Show each line of the listing below that contains the word "door".

________________________________________

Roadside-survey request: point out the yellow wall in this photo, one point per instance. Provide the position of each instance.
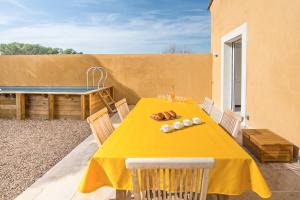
(133, 76)
(273, 60)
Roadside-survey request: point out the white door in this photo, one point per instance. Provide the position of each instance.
(237, 76)
(234, 71)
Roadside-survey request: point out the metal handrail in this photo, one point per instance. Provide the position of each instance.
(101, 79)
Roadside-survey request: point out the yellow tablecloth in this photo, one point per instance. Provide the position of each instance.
(139, 136)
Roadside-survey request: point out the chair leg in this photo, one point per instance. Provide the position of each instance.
(121, 195)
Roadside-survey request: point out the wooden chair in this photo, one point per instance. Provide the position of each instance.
(101, 125)
(216, 114)
(188, 180)
(207, 105)
(122, 108)
(231, 123)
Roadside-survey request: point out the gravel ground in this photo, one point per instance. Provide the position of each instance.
(29, 148)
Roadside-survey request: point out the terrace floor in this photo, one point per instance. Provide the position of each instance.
(62, 180)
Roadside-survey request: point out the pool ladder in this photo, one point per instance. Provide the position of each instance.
(102, 78)
(104, 95)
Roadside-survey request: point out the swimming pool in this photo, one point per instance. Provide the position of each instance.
(48, 90)
(44, 102)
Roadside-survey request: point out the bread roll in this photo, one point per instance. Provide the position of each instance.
(173, 114)
(161, 116)
(167, 115)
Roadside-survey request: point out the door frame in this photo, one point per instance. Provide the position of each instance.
(238, 33)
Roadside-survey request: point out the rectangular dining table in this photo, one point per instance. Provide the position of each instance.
(139, 136)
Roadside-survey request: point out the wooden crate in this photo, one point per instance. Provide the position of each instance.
(267, 146)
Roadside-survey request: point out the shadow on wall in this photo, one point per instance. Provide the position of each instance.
(121, 91)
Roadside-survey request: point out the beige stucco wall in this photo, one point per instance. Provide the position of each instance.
(273, 60)
(133, 76)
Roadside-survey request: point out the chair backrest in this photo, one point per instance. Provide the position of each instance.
(207, 105)
(216, 114)
(162, 178)
(122, 108)
(231, 123)
(101, 125)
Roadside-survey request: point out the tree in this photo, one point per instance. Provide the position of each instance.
(175, 49)
(16, 48)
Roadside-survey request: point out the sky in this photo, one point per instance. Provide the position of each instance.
(108, 26)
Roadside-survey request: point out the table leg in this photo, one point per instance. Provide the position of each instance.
(121, 195)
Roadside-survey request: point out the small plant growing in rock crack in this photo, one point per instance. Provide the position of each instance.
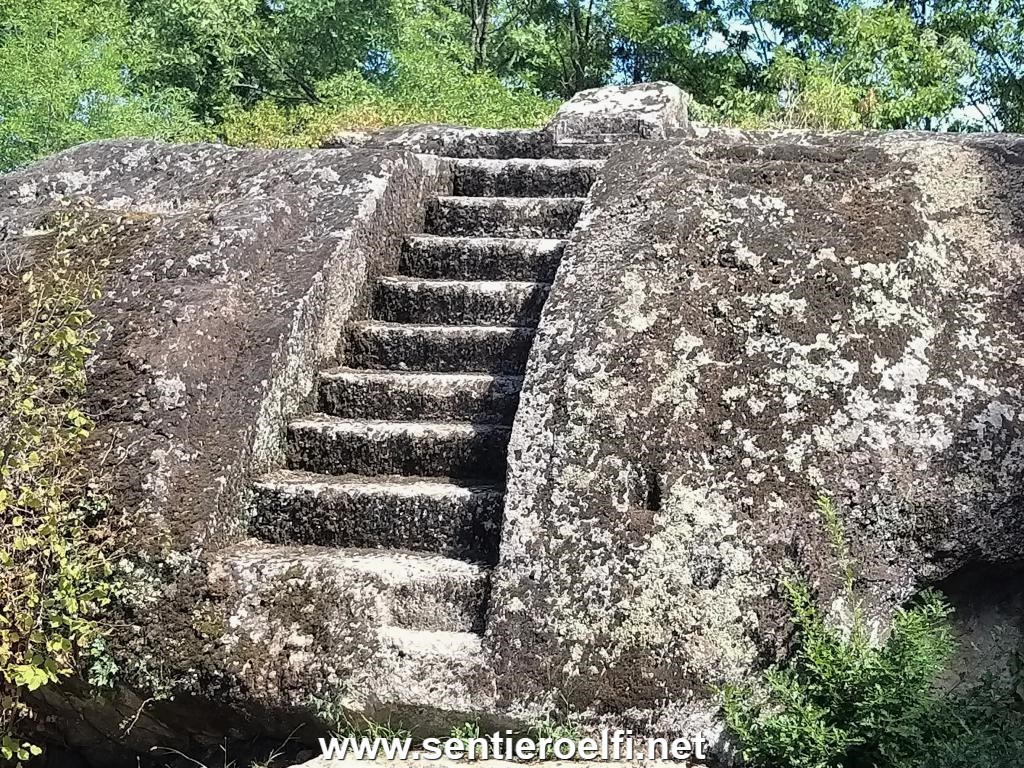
(550, 727)
(468, 733)
(844, 700)
(53, 571)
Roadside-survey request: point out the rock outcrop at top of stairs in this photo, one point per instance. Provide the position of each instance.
(445, 424)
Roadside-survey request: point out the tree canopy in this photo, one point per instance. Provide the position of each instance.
(287, 72)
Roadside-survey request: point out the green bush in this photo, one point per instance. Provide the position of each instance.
(422, 89)
(845, 700)
(54, 576)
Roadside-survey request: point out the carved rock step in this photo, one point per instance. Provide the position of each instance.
(411, 513)
(331, 445)
(525, 178)
(481, 258)
(437, 348)
(503, 217)
(461, 302)
(435, 679)
(399, 395)
(335, 587)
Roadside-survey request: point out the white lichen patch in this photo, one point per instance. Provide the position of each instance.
(693, 587)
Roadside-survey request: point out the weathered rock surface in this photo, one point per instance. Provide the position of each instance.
(612, 115)
(741, 323)
(230, 280)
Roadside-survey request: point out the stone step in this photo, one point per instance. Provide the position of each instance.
(406, 396)
(437, 348)
(407, 590)
(387, 512)
(441, 679)
(524, 178)
(332, 445)
(481, 258)
(503, 217)
(400, 299)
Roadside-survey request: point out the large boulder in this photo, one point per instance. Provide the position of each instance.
(230, 276)
(742, 323)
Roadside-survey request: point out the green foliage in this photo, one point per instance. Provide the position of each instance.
(70, 76)
(223, 51)
(845, 700)
(54, 576)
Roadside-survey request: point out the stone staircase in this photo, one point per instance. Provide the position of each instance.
(394, 486)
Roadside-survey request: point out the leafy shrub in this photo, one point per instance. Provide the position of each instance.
(421, 88)
(844, 700)
(53, 572)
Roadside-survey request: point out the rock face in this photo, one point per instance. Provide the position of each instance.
(740, 324)
(650, 111)
(229, 285)
(311, 379)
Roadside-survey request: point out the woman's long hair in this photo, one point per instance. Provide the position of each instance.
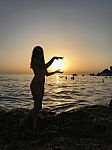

________________________________________

_EXPECTED ANSWER_
Roadside-survey request: point out the white door in this photo, one point per instance. Provide the position of each instance.
Roadside-survey request: point out the door frame in this photo, one point per instance. Provide the position of each instance.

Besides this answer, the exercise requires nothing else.